● **Written problem 1**
In the region labeling listing, from its first line up to and including the line with "top-left (291, 22), bottom-right (317, 34)", change "green leaf" to "young leaf" and write those lines out again with nothing else altered. Omit the pictures.

● **Text passage**
The Skulls
(2000)
Any hopes of The Brotherhood of the Bell: The Early Years are soon dashed in this “exposé” of the influential, nefarious and elite-spawning Yale Skull and Bones Society. That should come as little surprise, given the qualitative mean of writer-director Rob Cohen’s preceding and subsequent work. He claimed to know what he was talking about, having mixed with these people. On this evidence, however, one could only conclude The Skulls was made with their full blessing and co-operation, such that any clear-headed viewer would dismiss the notion of a conspiratorially active group asserting preeminent influence over and within the corridors of power as patently ridiculous.
Introduction: Every year at Ivy league colleges an elite group of students is chosen to join secret societies. Unlike fraternities, these societies conceal their actions as they mould the leaders of the future.
Cohen is perhaps best known for directing the first instalment in the unspeakably popular The Fast and the Furious franchise, his very next film after this one and also starring Paul Walker. Who, of course, went on to die in circumstances – the unaccountable car accident, of the ilk that also did for Anton Yelchin a few years later – some have suggested were suspicious, possibly linked to his being about to expose the Clinton Foundation’s Haiti activities and/or his co-star making a blood sacrifice. Less likely is the notion that it was retribution for starring in The Skulls. Surely that was punishment enough? And it isn’t as if Joshua Jackson’s had a bizarre water-skiing accident since.

Region labeling listing:

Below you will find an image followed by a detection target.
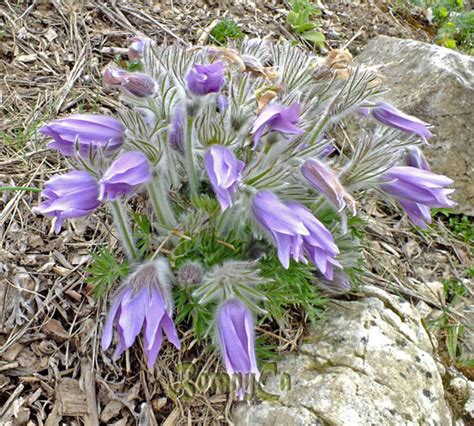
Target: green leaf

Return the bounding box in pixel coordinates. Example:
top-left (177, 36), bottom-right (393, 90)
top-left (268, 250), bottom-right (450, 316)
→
top-left (301, 31), bottom-right (326, 46)
top-left (291, 22), bottom-right (317, 34)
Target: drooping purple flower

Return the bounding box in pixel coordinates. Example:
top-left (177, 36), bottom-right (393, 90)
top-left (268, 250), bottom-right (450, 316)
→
top-left (100, 151), bottom-right (151, 201)
top-left (252, 191), bottom-right (309, 269)
top-left (33, 170), bottom-right (100, 233)
top-left (216, 298), bottom-right (260, 399)
top-left (204, 145), bottom-right (245, 210)
top-left (186, 62), bottom-right (225, 96)
top-left (285, 203), bottom-right (341, 280)
top-left (380, 166), bottom-right (456, 228)
top-left (128, 35), bottom-right (151, 61)
top-left (319, 143), bottom-right (336, 159)
top-left (252, 102), bottom-right (303, 147)
top-left (168, 107), bottom-right (185, 154)
top-left (252, 191), bottom-right (340, 279)
top-left (101, 259), bottom-right (180, 368)
top-left (40, 114), bottom-right (125, 156)
top-left (405, 146), bottom-right (431, 171)
top-left (301, 159), bottom-right (356, 215)
top-left (104, 67), bottom-right (156, 98)
top-left (370, 102), bottom-right (433, 139)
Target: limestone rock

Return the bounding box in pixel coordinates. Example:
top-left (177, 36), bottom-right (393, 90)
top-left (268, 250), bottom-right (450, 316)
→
top-left (355, 36), bottom-right (474, 214)
top-left (234, 287), bottom-right (452, 426)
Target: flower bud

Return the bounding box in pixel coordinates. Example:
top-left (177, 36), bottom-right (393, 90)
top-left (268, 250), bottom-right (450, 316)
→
top-left (204, 145), bottom-right (245, 211)
top-left (316, 268), bottom-right (351, 294)
top-left (104, 67), bottom-right (156, 98)
top-left (186, 62), bottom-right (225, 96)
top-left (370, 102), bottom-right (433, 140)
top-left (252, 102), bottom-right (303, 147)
top-left (128, 35), bottom-right (152, 61)
top-left (100, 151), bottom-right (151, 201)
top-left (405, 146), bottom-right (431, 171)
top-left (178, 262), bottom-right (204, 288)
top-left (301, 159), bottom-right (356, 215)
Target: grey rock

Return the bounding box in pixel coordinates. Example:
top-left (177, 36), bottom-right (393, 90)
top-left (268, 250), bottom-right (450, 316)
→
top-left (234, 287), bottom-right (452, 426)
top-left (355, 36), bottom-right (474, 214)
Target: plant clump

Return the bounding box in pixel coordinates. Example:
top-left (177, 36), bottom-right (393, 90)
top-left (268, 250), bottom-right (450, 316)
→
top-left (35, 37), bottom-right (454, 398)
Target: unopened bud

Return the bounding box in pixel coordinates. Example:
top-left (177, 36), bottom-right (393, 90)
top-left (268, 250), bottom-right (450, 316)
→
top-left (178, 262), bottom-right (204, 287)
top-left (104, 67), bottom-right (156, 98)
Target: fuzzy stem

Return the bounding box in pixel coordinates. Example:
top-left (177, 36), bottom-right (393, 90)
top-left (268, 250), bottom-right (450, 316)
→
top-left (0, 186), bottom-right (41, 192)
top-left (110, 200), bottom-right (137, 262)
top-left (148, 175), bottom-right (177, 229)
top-left (184, 117), bottom-right (198, 196)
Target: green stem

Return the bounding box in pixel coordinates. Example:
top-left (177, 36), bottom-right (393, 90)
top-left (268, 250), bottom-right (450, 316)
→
top-left (308, 113), bottom-right (329, 146)
top-left (184, 117), bottom-right (198, 196)
top-left (110, 200), bottom-right (137, 262)
top-left (148, 175), bottom-right (177, 229)
top-left (0, 186), bottom-right (41, 192)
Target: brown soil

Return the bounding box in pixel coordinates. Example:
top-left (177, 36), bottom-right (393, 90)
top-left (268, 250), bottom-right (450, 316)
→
top-left (0, 0), bottom-right (469, 426)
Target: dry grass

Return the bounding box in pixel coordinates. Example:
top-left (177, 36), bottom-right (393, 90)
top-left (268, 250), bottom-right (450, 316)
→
top-left (0, 0), bottom-right (468, 425)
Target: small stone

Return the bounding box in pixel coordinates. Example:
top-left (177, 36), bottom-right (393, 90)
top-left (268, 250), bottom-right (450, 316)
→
top-left (449, 377), bottom-right (469, 398)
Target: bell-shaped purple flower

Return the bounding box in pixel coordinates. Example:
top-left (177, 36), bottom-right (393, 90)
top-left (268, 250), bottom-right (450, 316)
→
top-left (33, 171), bottom-right (100, 233)
top-left (101, 259), bottom-right (180, 368)
top-left (204, 145), bottom-right (245, 210)
top-left (252, 191), bottom-right (309, 269)
top-left (104, 67), bottom-right (156, 98)
top-left (405, 146), bottom-right (431, 171)
top-left (216, 298), bottom-right (260, 399)
top-left (186, 62), bottom-right (225, 96)
top-left (252, 102), bottom-right (303, 147)
top-left (40, 114), bottom-right (125, 156)
top-left (216, 94), bottom-right (229, 113)
top-left (100, 151), bottom-right (151, 201)
top-left (285, 203), bottom-right (341, 280)
top-left (301, 160), bottom-right (356, 215)
top-left (370, 102), bottom-right (433, 139)
top-left (380, 166), bottom-right (456, 228)
top-left (252, 191), bottom-right (340, 279)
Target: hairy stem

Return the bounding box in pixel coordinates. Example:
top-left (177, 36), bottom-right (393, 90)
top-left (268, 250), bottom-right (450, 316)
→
top-left (110, 200), bottom-right (137, 262)
top-left (184, 117), bottom-right (199, 196)
top-left (148, 175), bottom-right (177, 229)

● **Written problem 2**
Name every person mentioned in the review of The Skulls.

● **Written response 1**
Below you will find an image followed by a detection target.
Target: young leaf

Return the bounding box in pixel coordinates. Example:
top-left (177, 36), bottom-right (393, 90)
top-left (268, 250), bottom-right (450, 316)
→
top-left (301, 31), bottom-right (326, 46)
top-left (291, 22), bottom-right (317, 34)

● **Written response 2**
Rob Cohen, Paul Walker, Anton Yelchin, Joshua Jackson